→ **PROBLEM DETAILS**:
Starting at the line containing "Where can you spot the tree canopy?" and ending at the final line of the rows, recast those lines as a JSON list of strings with one string per line and any blank lines left out.

→ **DATA FOR THIS EXERCISE**:
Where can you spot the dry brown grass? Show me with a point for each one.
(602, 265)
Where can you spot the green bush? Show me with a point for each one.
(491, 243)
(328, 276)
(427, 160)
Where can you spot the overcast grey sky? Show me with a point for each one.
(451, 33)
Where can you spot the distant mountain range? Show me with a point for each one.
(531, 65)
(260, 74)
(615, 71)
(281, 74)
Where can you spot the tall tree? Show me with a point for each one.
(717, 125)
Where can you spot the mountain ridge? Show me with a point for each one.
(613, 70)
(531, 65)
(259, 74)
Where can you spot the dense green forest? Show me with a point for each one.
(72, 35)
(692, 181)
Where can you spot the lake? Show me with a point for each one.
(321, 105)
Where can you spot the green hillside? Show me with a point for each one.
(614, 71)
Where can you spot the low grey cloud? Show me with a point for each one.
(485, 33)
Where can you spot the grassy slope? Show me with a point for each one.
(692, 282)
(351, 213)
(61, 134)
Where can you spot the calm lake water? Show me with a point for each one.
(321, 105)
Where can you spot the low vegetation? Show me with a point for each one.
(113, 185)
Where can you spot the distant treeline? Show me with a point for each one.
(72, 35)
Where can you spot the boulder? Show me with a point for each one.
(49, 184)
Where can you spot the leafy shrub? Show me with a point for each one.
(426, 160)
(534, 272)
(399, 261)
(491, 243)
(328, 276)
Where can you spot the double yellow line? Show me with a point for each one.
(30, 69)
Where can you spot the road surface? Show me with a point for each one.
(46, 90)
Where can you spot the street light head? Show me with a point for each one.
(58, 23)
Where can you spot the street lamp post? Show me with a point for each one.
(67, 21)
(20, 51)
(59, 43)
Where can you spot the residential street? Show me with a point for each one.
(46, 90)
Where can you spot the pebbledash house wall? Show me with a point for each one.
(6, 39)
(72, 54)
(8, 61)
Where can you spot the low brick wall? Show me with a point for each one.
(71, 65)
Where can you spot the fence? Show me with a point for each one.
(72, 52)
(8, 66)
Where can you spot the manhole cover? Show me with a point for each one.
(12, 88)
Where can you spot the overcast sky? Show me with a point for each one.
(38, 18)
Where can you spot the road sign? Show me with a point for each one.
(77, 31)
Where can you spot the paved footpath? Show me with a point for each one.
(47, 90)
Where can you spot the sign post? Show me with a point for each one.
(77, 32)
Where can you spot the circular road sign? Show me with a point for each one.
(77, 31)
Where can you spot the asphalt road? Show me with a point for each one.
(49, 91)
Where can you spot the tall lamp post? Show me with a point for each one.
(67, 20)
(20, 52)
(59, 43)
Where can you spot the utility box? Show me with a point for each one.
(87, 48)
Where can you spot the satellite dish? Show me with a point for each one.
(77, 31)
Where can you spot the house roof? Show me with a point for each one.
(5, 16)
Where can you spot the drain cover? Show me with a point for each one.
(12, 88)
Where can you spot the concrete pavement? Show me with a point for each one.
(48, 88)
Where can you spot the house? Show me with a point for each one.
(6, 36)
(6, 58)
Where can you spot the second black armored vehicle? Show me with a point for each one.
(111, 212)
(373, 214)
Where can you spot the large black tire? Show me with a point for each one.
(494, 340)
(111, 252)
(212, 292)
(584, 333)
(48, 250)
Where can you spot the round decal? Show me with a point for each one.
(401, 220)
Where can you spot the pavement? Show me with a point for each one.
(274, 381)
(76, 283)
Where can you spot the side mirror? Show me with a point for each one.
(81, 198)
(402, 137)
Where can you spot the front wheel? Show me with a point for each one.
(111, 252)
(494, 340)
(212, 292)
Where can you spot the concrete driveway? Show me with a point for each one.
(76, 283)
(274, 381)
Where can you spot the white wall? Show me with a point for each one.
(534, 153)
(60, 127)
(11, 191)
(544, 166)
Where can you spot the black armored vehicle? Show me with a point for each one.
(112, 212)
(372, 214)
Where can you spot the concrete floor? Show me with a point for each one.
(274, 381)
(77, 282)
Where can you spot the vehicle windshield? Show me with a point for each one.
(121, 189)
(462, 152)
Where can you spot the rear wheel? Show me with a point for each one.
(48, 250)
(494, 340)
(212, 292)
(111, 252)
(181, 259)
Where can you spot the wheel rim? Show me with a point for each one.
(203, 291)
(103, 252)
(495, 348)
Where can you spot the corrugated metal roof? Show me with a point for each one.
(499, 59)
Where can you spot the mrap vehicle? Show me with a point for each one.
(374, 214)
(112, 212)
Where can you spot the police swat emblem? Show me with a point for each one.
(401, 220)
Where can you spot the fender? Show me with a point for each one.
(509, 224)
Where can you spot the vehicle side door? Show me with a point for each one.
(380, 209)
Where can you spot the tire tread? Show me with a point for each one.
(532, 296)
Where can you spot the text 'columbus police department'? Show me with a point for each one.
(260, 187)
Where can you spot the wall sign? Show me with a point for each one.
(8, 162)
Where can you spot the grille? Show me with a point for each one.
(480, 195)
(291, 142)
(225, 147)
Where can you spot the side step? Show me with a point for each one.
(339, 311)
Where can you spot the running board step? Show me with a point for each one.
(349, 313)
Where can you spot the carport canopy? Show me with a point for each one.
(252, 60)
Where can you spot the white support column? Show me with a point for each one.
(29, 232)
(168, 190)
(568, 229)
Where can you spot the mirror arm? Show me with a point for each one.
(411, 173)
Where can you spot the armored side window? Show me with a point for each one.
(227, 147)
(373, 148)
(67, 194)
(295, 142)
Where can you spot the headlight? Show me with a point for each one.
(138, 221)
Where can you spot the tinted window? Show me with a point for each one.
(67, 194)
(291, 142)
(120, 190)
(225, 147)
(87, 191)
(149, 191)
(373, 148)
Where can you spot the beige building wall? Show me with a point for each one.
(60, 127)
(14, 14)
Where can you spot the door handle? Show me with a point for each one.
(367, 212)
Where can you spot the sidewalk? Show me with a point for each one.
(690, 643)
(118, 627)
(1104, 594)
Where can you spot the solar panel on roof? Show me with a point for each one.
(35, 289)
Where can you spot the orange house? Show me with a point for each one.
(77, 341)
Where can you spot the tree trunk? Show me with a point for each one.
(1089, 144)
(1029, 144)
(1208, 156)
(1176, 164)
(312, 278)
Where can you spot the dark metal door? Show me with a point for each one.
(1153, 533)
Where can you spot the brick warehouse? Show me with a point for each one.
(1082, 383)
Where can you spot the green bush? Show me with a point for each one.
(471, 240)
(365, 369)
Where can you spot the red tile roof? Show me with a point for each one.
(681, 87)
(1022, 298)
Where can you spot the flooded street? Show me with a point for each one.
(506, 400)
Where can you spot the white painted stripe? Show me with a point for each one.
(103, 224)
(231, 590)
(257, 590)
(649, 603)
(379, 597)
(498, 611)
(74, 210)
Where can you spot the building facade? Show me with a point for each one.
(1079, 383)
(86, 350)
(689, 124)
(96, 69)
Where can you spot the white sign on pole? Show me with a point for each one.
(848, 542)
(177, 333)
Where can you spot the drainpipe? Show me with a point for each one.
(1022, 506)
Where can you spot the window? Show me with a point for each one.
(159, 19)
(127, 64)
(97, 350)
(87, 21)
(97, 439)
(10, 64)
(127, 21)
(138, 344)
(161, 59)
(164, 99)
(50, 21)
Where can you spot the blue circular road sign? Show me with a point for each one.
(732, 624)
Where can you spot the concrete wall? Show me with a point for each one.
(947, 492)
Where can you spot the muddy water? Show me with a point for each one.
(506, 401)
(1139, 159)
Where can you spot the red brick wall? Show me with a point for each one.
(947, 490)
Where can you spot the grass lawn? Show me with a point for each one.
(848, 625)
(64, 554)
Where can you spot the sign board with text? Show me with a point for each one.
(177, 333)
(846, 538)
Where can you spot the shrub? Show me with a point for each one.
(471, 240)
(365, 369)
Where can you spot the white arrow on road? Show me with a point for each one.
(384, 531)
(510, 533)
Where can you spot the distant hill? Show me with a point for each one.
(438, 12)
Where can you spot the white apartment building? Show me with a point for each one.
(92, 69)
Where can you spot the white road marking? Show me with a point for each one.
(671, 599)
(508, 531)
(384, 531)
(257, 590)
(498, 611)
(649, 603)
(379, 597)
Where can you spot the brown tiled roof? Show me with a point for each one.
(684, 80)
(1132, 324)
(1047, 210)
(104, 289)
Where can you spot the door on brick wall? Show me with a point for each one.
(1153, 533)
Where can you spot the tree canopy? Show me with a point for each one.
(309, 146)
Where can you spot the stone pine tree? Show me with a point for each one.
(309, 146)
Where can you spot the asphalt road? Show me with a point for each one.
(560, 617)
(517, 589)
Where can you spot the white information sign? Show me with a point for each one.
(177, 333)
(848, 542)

→ **COMPLETED EXERCISE**:
[
  "Where can you spot the tree canopy? Show me with a point for each one.",
  "(309, 146)",
  "Where can you spot the stone pine tree? Show me with a point for each one.",
  "(309, 146)",
  "Where can you spot the asphalt road? Show me with a point for each one.",
  "(560, 617)",
  "(517, 589)",
  "Where can you spot the white information sign? Show me with a point for each one.",
  "(177, 333)",
  "(848, 542)"
]